• [Exercise brief]: Continue the cheminformatics assignment description below, starting right after its final sentence about changing double and single bonds.

• [Text provided]:
################

Cheminformatics

DM840, Autumn 2014

Daniel Merkle

DM840 Required Assignment 2: Option 1 : Graph Isomorphism

In the first option for this assignment your task is to improve code for the canonicalization of a undirected graph. You are provided C++ source code which already implements this based on an DFS search tree exploration (based on individualization applied to equitable partitions), partition refinement, and testing. The code is heavily using concepts from Generic Programming and is therefore heavily templated. Pruning and different tree traversal methods are not implemented.

  • You should start with properly understanding the code that you are provided.
  • The code already includes checks for nodes that could be pruned, however, pruning is not implemented. Clever pruning, as you know from nauty and traces, heavily depends on the computation of automorphisms and generators. We recommend you use PermLib to do this. A mandatory task is to implement pruning based on automorphism checking. You can find the library in /home/jlandersen/shared/include. Furthermore you might consider to improve your pruning strategies by using node invariants, especially the quotient graph (see description of traces).
  • An orthogonal concept to pruning strategies is how to traverse the search tree. If pruning works, you can consider implementing different strategies for search tree traversal, including the method how traces is traversing the search tree.

In order to easily answer questions that you have during implementing your code, and in order to easily modify and extend the code we provided, we ask you to use a version control system. We set up a Mercurial repository. Plese use hg clone /home/jlandersen/shared/canonicalization to get access to the source code, which should compile smoothly in the IMADA terminal room.

DM840 Required Assignment 2: Option 2 : Atom-Atom Mapping

In the second option for this assignment, your task is to find possible chemical reactions between sets of molecules. You are given a set of educts and a set of products in SMILES notation and your task is to infer all possible graph grammar rules. 90% of all chemical reactions have a so-called mono-cyclic transition state. In the following Figure the reaction for the equilibrium system {ethyl acetate, water} {ethanol-acetic, acid}, with hydrogen chloride as a catalyst is illustrated.

The mapping from the atoms in the educts to the atoms in the products is chosen as above. In general however, there might be different mappings that lead to different Graph Grammar rules. A mapping needs to fulfill certain constraints which can easily be explained by a transition state graph as illustrated above. Based on a given mapping, some bonds remain unchanged, some from the set of educts are removed, and some bonds from the set of products are formed. In the transition state graph above these edges are either unlabeled, or labeled by "X" for a removal of a bond, or by "O" for forming an new bond. Note, that changing a double bond to a single bond is also a removal of a bond, and changing a single bond to a double bond also forms a new bond.

################

• [Recorded information]:
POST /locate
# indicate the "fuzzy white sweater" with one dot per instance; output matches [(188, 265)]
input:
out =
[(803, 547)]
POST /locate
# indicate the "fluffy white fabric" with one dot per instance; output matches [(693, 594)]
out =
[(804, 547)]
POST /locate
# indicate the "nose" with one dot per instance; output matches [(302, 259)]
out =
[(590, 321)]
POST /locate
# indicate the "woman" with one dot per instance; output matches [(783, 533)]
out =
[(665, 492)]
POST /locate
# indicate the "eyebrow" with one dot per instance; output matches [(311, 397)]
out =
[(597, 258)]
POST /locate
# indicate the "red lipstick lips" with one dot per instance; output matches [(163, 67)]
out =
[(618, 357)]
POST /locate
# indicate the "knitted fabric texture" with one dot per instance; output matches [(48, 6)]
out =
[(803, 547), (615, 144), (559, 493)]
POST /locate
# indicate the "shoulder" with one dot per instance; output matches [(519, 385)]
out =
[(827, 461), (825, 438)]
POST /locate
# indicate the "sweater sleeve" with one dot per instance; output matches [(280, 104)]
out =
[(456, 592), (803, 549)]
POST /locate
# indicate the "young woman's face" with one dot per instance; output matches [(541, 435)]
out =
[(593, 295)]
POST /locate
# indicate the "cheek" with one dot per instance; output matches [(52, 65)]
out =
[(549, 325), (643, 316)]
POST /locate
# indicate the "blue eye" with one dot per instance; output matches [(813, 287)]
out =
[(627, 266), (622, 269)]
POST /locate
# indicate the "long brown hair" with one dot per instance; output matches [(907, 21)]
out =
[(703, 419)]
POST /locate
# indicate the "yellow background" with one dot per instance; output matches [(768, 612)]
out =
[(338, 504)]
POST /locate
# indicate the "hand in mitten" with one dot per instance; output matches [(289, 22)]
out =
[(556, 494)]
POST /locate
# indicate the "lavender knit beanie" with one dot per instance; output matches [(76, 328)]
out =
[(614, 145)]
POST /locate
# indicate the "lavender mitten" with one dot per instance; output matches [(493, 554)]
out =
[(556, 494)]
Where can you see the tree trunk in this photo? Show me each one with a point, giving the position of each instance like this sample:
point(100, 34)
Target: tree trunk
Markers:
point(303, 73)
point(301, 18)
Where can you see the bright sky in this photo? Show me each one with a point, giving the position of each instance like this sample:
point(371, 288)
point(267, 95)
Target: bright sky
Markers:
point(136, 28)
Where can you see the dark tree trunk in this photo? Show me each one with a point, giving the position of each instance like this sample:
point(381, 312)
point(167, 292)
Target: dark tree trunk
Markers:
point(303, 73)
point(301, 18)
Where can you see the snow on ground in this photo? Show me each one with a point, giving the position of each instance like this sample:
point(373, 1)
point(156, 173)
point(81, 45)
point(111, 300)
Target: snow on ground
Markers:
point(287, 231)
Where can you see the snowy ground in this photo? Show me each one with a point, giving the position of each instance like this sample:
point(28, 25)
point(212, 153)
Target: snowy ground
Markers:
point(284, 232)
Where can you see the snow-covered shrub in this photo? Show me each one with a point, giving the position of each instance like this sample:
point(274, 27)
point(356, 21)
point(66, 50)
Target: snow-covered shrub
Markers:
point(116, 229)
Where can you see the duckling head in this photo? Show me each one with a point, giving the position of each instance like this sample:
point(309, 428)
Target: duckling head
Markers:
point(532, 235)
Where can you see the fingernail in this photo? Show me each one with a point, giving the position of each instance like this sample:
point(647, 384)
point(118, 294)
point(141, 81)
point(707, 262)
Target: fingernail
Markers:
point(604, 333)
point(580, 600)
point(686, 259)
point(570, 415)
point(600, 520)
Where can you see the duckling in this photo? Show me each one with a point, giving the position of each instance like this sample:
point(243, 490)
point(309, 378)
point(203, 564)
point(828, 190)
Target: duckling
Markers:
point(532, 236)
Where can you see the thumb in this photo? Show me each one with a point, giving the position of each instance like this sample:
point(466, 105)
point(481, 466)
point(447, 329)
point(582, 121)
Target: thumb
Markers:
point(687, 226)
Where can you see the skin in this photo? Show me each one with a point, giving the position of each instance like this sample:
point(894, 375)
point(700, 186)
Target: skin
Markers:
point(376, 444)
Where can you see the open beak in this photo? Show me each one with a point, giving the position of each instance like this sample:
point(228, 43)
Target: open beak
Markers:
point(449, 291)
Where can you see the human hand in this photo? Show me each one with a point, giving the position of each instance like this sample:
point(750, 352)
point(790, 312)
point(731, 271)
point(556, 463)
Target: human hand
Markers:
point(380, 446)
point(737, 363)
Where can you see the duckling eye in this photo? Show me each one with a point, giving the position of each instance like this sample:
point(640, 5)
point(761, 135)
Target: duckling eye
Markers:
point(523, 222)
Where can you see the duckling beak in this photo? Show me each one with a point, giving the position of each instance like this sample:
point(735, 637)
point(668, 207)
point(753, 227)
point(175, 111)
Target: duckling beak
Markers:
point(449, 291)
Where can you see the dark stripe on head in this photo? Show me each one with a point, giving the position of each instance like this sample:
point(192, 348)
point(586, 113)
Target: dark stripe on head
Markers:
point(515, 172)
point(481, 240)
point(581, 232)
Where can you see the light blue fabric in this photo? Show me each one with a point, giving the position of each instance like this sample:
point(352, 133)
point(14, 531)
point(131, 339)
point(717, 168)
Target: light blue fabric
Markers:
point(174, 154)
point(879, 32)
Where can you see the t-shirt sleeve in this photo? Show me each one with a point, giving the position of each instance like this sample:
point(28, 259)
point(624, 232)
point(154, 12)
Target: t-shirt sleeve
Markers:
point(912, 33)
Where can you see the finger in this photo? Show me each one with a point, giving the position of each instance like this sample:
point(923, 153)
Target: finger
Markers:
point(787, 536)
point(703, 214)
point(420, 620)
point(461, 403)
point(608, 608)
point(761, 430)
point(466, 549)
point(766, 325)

################

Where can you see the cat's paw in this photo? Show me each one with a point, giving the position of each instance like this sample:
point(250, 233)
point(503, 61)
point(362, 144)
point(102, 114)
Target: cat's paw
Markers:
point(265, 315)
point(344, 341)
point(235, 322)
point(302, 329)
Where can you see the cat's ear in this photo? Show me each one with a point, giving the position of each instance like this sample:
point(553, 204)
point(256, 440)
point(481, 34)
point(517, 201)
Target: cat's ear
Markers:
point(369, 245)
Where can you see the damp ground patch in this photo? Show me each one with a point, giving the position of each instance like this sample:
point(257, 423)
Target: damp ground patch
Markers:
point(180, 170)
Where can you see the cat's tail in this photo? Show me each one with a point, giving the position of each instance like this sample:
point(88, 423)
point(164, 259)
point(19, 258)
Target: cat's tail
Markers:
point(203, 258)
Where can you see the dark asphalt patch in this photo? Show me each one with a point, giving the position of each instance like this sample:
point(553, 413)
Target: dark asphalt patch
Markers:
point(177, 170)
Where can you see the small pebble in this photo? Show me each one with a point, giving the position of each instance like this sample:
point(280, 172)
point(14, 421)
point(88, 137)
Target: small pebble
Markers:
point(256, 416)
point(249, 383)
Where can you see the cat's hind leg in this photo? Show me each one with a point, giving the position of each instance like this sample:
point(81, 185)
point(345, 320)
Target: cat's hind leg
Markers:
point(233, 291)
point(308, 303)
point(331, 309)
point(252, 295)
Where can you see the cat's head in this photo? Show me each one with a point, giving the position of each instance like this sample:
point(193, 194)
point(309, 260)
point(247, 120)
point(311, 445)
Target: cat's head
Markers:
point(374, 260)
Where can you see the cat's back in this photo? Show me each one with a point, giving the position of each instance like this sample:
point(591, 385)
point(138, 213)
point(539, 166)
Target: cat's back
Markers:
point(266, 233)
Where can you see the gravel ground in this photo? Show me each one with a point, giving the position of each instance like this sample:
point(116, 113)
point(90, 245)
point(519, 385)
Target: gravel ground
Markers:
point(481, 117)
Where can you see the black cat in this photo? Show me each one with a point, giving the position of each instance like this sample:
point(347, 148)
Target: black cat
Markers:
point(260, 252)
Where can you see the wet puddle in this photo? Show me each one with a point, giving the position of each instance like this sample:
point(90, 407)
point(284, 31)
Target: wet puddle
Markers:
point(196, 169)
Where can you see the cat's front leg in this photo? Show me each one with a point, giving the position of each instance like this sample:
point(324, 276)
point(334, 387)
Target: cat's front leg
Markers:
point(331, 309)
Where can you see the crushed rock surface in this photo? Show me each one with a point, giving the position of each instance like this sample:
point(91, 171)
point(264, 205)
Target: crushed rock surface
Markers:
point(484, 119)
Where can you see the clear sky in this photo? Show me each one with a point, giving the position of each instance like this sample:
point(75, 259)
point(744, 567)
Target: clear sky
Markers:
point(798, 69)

################

• [Output for this exercise]:
The mono-cyclic reaction above leads to a sequence of adjacent edges in the transition state graph that are alternating labeled with "X" and "O".

We say a mapping is chemically valid, if the labeled edges define one simple cycle graph with alternating labels "X" and "O". It is obvious that in the case of cycles the alternation only allows for cycles of even length. Mappings that lead to more than one cycle are not allowed.

Obviously a Graph Grammar rule can be defined based on such a chemically valid mapping. The straight-forward approach is to put all the nodes of the cycle in context of a graph grammar rule, and define the left- and right-hand side of the graph grammar rule based according to the change of the edge labels. This might create very general rules. Therefore we introduce a parameter k, that can force atoms and edges to be in the context of a rule as follows: If a node has a distance smaller or equal to k to one of the nodes of the found cycle, then that node is also put into the context of the graph grammar rule. All unchanged edges incident to two nodes in the context are then also put into the context. In the example above (bottom figure) the rule generated for k=0 is illustrated in black, the additional nodes and edges in the context for the rule generated for k=1 are depicted in green (note the invisible green carbon atom).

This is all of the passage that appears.